#### Goal of the exercise
Please report each line of the items below that contains the word "ceiling", copying every such line in full.

#### The input
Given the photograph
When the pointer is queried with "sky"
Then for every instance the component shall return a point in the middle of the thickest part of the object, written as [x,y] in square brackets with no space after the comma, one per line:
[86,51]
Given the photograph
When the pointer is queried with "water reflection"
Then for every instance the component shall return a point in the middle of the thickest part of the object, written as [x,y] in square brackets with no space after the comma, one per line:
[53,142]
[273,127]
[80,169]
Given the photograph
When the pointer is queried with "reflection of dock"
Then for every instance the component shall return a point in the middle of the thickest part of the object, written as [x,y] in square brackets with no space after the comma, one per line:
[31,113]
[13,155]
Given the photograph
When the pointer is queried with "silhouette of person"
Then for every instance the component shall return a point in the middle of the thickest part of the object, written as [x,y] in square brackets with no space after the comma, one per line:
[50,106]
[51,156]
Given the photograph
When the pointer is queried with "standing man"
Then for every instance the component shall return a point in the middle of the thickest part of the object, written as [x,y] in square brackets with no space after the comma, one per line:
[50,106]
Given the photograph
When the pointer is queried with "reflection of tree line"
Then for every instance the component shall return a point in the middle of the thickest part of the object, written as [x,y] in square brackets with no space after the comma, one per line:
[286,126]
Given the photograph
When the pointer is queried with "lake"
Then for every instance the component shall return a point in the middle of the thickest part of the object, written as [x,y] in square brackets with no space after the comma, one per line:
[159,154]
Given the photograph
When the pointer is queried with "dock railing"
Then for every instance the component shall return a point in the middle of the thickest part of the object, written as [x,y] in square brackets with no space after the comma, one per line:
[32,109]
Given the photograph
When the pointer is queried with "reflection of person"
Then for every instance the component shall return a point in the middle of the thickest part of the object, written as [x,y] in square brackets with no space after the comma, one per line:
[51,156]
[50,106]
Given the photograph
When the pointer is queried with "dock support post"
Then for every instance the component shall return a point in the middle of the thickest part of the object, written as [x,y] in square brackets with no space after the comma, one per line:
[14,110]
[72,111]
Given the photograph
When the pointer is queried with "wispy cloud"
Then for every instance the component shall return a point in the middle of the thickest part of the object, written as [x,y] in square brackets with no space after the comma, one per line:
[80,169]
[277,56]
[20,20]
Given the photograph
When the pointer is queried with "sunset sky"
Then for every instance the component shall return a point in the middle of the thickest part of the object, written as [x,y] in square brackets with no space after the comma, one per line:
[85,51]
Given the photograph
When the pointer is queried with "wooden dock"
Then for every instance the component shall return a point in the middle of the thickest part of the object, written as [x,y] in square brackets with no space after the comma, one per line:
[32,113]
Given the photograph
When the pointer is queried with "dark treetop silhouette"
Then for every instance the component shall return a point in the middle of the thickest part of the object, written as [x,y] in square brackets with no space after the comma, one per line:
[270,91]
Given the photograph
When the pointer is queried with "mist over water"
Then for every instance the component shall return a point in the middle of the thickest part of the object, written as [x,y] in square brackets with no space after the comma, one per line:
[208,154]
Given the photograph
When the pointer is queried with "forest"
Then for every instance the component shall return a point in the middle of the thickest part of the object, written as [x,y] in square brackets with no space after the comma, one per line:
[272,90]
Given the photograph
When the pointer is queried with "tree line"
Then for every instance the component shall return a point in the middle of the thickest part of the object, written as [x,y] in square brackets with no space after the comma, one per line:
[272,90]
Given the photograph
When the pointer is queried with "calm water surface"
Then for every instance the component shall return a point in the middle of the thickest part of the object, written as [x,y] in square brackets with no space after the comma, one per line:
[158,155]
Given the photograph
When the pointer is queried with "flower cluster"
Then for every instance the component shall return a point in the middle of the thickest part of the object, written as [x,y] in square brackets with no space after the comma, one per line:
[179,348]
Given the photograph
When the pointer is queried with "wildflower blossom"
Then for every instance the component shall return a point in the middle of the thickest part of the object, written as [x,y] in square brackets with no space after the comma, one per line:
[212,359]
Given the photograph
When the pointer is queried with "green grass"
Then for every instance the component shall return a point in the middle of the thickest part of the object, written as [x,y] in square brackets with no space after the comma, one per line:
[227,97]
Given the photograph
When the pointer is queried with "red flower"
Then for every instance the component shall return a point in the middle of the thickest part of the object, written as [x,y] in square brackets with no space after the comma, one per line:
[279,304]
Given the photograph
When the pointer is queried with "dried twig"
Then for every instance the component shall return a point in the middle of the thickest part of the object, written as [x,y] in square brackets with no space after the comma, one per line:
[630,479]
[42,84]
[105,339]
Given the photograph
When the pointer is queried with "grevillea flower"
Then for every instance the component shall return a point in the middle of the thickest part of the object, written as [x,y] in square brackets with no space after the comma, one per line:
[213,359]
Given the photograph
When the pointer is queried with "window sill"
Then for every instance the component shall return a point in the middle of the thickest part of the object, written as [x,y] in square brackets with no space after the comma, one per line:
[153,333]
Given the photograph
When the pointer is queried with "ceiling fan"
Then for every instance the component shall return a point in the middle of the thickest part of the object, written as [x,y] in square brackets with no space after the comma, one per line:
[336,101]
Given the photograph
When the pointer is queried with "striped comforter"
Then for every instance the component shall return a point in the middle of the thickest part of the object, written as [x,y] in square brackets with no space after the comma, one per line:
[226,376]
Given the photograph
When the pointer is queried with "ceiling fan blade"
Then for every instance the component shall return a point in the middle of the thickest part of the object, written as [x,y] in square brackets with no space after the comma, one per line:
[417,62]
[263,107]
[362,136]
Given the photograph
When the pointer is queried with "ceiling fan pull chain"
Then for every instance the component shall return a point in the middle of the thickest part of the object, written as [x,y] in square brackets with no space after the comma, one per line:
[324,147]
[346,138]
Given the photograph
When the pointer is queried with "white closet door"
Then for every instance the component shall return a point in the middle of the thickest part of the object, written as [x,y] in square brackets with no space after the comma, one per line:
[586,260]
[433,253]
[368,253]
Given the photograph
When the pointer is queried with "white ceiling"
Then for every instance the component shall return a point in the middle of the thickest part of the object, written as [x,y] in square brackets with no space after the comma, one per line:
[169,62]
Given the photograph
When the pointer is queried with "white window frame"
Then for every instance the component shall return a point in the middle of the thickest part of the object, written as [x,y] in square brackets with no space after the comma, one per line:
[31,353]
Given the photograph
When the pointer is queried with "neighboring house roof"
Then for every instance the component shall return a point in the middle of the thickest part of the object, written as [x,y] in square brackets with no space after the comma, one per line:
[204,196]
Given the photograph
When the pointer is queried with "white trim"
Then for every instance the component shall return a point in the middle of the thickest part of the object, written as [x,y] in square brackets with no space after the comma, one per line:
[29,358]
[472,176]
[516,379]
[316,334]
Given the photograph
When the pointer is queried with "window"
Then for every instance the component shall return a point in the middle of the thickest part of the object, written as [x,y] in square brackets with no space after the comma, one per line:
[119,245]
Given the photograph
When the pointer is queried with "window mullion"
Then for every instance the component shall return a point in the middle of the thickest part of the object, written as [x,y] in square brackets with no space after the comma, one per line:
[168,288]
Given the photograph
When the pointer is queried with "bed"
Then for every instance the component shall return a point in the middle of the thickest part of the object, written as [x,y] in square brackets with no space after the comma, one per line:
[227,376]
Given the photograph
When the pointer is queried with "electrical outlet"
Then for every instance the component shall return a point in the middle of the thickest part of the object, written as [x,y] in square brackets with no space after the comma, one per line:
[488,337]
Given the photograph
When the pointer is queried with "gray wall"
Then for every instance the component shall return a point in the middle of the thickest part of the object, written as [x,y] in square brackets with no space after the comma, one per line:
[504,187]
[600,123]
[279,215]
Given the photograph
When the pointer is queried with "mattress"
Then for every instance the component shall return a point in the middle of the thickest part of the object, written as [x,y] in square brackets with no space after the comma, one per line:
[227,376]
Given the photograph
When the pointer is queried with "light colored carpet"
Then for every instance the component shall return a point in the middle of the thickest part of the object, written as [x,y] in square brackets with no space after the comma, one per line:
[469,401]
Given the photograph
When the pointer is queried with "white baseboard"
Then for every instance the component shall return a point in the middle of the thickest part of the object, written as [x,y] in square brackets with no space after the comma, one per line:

#### Expected output
When the pointer is queried with "ceiling fan"
When the pointer is queried with "ceiling fan blade"
When the pointer is queried with "ceiling fan pull chain"
When the pointer is queried with "white ceiling"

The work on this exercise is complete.